Question

A disc is spun with angular velocity $\omega$. What distance should the disc travel so that the velocity at P is instantaneously zero?

• A. R
• B. $\frac{\omega^2R^2}{2g}$
• C. $\sqrt{\frac{\omega R}{g}}$
• D. none

Answer 1

Answer: (B)

$\frac{\omega^2R^2}{2g}$

Answer 2

The problem asks for the distance the disc travels so that the velocity of a point P on its circumference becomes instantaneously zero.

1. Identify the condition for zero velocity at point P: For the velocity of point P to be instantaneously zero, the velocity of the center of mass ($V_c$) must be equal in magnitude and opposite in direction to the rotational velocity of P relative to the center of mass ($V_{P,rot}$). That is, $\vec{V}_c = -\vec{V}_{P,rot}$.

2. Consider the motion: The problem implies the disc is moving under gravity. Let's assume the disc is dropped from rest ($V_{c,0}=0$) and simultaneously given an angular velocity $\omega$. The center of mass of the disc will accelerate downwards due to gravity.

   • Velocity of center of mass: $V_c = gt$ (downwards, taking positive direction downwards).

● ● ● ●

**Written request 1:** From the disc thread above, copy the passage from "Answer: (B)" up to and including "becomes instantaneously zero.", keeping every character unchanged.
**Written request 2:** Render this sentence from the disc thread in Spanish: "The center of mass of the disc will accelerate downwards due to gravity."

**Material provided:**
● ● ● ●

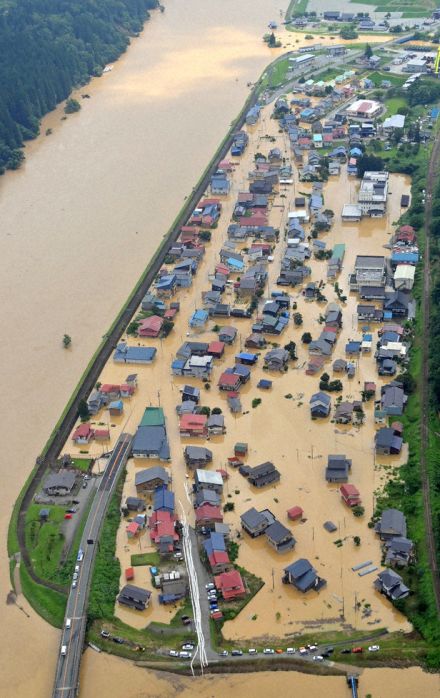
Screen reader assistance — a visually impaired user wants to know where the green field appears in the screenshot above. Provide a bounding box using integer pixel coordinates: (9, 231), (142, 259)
(26, 504), (66, 580)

● ● ● ●

**Correct output 1:**
Answer: (B)

$\frac{\omega^2R^2}{2g}$

Answer 2

The problem asks for the distance the disc travels so that the velocity of a point P on its circumference becomes instantaneously zero.

**Correct output 2:** El centro de masa del disco acelerará hacia abajo debido a la gravedad.